- Description of the task
Please output only the lines that run from the line containing "TASK = point to the railway viaduct, one" through the end of the material below, exactly.

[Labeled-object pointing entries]
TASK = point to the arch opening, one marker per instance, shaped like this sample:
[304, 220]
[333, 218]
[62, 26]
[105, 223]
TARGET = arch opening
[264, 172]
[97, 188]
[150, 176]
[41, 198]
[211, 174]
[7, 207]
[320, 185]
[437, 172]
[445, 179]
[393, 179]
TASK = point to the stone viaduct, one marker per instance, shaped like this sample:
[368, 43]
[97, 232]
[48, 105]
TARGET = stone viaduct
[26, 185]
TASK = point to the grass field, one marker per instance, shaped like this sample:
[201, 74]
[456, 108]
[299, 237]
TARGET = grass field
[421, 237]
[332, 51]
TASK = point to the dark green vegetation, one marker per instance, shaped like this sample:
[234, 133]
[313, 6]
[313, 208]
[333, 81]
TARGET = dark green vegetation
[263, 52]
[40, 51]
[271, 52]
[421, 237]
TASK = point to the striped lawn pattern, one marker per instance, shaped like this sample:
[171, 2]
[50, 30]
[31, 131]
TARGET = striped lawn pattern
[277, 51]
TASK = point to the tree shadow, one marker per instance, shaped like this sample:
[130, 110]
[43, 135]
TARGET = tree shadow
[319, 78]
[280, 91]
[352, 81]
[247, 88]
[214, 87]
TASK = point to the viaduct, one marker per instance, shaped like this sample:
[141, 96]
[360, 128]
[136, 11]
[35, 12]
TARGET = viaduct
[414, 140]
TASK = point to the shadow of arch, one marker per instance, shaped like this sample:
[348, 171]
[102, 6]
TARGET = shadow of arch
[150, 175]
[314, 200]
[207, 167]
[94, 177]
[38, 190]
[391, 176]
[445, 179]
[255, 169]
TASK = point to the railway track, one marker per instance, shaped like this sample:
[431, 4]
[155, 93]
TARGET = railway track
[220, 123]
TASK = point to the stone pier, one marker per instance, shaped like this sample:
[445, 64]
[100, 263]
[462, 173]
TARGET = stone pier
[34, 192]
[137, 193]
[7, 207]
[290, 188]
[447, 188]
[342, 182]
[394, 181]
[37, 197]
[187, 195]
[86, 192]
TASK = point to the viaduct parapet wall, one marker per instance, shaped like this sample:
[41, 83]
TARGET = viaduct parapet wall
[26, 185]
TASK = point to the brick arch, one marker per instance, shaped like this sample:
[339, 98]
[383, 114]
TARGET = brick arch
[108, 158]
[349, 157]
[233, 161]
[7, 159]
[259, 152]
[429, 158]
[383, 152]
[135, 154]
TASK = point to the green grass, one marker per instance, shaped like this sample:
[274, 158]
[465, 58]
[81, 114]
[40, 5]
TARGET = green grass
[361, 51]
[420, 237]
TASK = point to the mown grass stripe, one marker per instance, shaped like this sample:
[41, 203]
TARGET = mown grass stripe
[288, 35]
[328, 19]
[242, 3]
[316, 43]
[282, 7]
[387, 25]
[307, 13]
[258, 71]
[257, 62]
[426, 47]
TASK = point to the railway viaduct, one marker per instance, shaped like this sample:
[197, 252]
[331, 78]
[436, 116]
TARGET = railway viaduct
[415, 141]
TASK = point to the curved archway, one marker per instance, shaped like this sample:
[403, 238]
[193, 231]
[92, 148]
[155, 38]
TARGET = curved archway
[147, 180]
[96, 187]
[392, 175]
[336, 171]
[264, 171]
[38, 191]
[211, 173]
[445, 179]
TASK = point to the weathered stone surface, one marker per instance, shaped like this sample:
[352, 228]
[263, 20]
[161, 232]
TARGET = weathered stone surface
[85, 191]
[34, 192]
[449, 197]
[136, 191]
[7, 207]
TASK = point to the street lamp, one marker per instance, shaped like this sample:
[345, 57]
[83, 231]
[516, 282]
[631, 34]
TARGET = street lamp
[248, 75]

- Written response
TASK = point to the railway viaduct, one marker per instance, shaped like this sample:
[197, 252]
[331, 78]
[436, 116]
TARGET = railway viaduct
[415, 141]
TASK = point to the curved archway, one marker per instance, shaped like this sample:
[403, 238]
[193, 231]
[92, 148]
[155, 38]
TARGET = curved archway
[147, 180]
[96, 187]
[392, 175]
[336, 171]
[264, 171]
[38, 191]
[211, 173]
[445, 179]
TASK = point to the weathered stone surface, one marker per instance, shaped like this sample:
[352, 228]
[263, 20]
[161, 232]
TARGET = weathered stone surface
[85, 191]
[34, 192]
[449, 197]
[136, 191]
[7, 207]
TASK = point to the street lamp, one marker per instance, shaped like this sample:
[345, 57]
[83, 231]
[516, 282]
[631, 34]
TARGET = street lamp
[248, 75]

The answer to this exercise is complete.